Ketujuh sindrom tersebut adalah; pertama adalah perlakukan, kebiasaan dan keyakinan-keyakinan yang ada pada masa kanak-kanak terbawa ke dalam perusahaan. Kehidupan masa lalu yang  diperlakukan istimewa oleh pendahulunya (orang tua), terbawa ke dalam perusahaan, kemudian muncul sifat-sifat seperti:  semua keinginannya harus cepat dipenuhi, semua harus mengikuti jalannya, manja dan kurang bertanggun jawab.

Ke dua, kegagalan untuk mengakui bahwa sistem bisnis berbeda dengan sistem keluarga. Kemudian memaksakan sistem-sistem dan tatanan yang berlaku pada keluarga ke dalam perusahaan. Seperti halnya herarki keluarga, anak tertua harus mengambil tanggung jawab paling besar, anak laki-laki harus mengambilalih perusahaan dan seterusnya, sedangkan kapabilitasnya belum tentu selaras dengan herarkinya. Hal lain juga seperti orang tua memberi perlakuan yang sama kepada seluruh anaknya, tanpa melihat aturan yang berlaku di perusahaan.

Ke tiga, orang tua tidak dapat menerima bahwa anak-anaknya sudah tumbuh dewasa dan dapat diberi tanggung jawab. Selalu dianggap masih kanak-kanak. Kemungkinan yang dapat terjadi adalah: anak akan frustasi karena tidak dianggap berkontribusi, atau dia akan memiliki ketergantungan yang sangat tinggi, bisa juga terjadi persaingan yang tidak sehat antara anak dan orang tua.

Ke empat, sindrom father knows best. Merupakan satu bentuk kegagalan untuk mengakui bahwa setiap anggota keluraga adalah satu individu, yang memiliki kreativitas dan pemikiran sendiri. Memaksakan bahwa orang tua yang paling benar dan harus diikuti. Dampaknya akan mematikan kreativitas dan inovasi, serta bisa jadi muncul pembangkangan dari generasi berikutnya.


 Ke lima, adanya pendiri perusahaan yang memilki karakter terlalu kuat yang dikultuskan oleh semua individu yang ada diperusahaan. Persoalannya adalah apabila pendiri tersebut tidak ada lagi di perusahaan, maka perusahaan akan kehilangan karakter dan kekuatannya.

- **Tugas 1**
Sebutkan semua kemungkinan akibat dari sindrom ketiga menurut teks tentang sindrom di perusahaan, yaitu saat orang tua selalu menganggap anaknya masih kanak-kanak.
- **Tugas 2**
Salin kata demi kata bagian teks tentang sindrom di perusahaan, mulai dari "Ke tiga, orang" sampai dengan "dan orang tua.".

- **Data Tercatat**
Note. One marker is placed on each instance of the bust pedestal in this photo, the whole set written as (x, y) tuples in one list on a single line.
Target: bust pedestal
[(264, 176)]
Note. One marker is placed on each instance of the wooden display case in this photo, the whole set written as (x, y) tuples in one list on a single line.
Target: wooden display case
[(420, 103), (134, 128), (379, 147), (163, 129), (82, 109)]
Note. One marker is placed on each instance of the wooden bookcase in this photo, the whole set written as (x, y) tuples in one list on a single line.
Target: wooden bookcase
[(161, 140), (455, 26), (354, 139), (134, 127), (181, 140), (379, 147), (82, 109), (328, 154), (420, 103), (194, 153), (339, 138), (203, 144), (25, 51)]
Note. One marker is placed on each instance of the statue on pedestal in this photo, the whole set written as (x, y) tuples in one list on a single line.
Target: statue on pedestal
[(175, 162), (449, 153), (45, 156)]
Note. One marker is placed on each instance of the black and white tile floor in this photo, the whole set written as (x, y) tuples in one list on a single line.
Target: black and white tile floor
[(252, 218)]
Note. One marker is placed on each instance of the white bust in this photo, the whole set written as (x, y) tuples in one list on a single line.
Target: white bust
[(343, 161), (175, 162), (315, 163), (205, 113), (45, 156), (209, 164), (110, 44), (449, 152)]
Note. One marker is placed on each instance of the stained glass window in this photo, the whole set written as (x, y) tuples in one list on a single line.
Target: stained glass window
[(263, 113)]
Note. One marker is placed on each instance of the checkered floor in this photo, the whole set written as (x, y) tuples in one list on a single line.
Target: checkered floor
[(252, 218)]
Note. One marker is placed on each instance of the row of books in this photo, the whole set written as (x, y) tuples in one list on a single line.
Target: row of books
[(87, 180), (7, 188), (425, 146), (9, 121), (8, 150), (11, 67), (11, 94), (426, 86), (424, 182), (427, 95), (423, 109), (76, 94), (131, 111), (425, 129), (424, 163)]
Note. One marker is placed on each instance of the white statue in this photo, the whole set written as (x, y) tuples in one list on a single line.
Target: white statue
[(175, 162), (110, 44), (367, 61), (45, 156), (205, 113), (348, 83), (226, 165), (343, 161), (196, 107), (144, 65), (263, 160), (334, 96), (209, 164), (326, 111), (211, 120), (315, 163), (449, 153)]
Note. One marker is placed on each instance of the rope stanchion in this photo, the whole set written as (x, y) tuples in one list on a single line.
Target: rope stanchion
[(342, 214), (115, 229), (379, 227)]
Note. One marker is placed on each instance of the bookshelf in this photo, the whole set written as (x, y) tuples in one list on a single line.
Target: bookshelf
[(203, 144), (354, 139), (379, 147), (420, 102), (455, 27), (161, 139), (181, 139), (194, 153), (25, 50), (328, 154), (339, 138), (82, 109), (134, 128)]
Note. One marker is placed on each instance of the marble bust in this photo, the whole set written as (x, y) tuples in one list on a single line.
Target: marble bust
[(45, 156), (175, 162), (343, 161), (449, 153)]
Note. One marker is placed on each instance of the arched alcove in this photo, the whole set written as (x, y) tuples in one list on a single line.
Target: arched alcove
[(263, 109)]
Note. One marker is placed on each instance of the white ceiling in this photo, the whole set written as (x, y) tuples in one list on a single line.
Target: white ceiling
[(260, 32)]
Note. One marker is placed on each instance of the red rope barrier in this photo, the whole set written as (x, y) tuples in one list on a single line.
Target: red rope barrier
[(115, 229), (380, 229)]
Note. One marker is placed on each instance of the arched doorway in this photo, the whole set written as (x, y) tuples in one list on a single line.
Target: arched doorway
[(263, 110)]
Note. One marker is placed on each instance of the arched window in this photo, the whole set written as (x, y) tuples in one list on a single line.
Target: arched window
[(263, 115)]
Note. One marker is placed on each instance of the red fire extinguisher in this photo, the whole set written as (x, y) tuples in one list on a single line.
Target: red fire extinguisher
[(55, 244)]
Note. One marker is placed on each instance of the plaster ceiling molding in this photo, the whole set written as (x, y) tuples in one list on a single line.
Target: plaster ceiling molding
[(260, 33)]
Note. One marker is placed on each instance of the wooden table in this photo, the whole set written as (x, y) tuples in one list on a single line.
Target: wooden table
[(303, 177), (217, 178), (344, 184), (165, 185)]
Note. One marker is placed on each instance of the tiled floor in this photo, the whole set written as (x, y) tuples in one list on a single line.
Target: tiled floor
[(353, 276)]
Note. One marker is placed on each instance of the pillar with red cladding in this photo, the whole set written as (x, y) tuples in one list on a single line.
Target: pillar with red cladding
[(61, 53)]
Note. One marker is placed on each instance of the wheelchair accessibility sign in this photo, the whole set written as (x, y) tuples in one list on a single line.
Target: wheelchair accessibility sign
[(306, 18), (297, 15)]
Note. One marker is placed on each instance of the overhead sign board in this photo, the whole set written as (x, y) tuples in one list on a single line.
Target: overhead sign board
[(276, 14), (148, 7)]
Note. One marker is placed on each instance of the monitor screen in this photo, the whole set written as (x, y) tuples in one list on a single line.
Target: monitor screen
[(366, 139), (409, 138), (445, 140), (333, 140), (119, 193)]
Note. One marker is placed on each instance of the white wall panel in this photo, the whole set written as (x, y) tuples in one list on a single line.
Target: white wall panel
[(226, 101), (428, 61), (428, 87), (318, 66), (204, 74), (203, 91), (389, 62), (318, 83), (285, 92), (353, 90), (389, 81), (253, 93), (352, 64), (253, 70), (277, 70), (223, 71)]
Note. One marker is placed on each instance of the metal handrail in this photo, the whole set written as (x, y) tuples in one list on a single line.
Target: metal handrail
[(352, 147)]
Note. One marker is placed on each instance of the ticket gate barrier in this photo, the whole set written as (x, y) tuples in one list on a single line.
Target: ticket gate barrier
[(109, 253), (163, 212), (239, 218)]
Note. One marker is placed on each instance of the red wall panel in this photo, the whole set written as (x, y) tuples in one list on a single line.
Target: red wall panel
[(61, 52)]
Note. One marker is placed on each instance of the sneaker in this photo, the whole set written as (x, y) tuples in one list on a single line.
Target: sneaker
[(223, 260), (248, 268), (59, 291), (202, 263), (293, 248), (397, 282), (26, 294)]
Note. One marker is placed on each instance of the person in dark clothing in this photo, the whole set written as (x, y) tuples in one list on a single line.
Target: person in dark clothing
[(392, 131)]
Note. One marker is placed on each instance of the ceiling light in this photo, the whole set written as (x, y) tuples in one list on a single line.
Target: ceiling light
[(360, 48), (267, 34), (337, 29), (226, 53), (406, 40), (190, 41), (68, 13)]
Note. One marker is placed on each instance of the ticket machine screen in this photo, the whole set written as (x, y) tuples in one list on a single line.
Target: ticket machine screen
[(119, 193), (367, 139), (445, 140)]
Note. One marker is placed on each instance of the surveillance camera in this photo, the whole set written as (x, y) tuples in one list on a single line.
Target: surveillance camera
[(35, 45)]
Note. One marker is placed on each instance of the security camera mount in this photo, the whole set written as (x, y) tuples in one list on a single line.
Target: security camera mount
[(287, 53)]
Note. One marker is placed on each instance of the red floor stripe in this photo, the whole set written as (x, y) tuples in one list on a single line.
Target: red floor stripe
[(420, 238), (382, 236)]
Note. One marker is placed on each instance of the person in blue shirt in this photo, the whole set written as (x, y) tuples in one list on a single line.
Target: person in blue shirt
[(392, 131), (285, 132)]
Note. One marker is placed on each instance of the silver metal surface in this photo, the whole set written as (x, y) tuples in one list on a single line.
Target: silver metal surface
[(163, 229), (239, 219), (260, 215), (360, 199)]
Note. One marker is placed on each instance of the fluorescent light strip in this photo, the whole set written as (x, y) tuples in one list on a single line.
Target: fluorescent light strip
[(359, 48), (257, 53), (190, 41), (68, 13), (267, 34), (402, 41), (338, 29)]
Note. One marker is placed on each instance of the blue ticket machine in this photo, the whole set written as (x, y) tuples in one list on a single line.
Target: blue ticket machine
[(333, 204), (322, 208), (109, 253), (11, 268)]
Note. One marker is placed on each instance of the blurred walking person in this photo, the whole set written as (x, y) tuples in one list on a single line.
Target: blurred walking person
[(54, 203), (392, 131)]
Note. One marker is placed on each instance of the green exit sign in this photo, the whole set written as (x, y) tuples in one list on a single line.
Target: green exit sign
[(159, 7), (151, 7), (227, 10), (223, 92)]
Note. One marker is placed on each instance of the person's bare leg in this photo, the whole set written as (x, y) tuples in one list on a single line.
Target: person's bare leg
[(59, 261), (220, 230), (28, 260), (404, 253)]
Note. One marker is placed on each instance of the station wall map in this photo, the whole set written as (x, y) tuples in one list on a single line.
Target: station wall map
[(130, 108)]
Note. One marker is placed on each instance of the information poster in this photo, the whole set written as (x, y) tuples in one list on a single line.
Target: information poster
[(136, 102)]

- **Hasil 1**
- Anak akan frustasi karena tidak dianggap berkontribusi
- Anak akan memiliki ketergantungan yang sangat tinggi
- Terjadi persaingan yang tidak sehat antara anak dan orang tua

- **Hasil 2**
Ke tiga, orang tua tidak dapat menerima bahwa anak-anaknya sudah tumbuh dewasa dan dapat diberi tanggung jawab. Selalu dianggap masih kanak-kanak. Kemungkinan yang dapat terjadi adalah: anak akan frustasi karena tidak dianggap berkontribusi, atau dia akan memiliki ketergantungan yang sangat tinggi, bisa juga terjadi persaingan yang tidak sehat antara anak dan orang tua.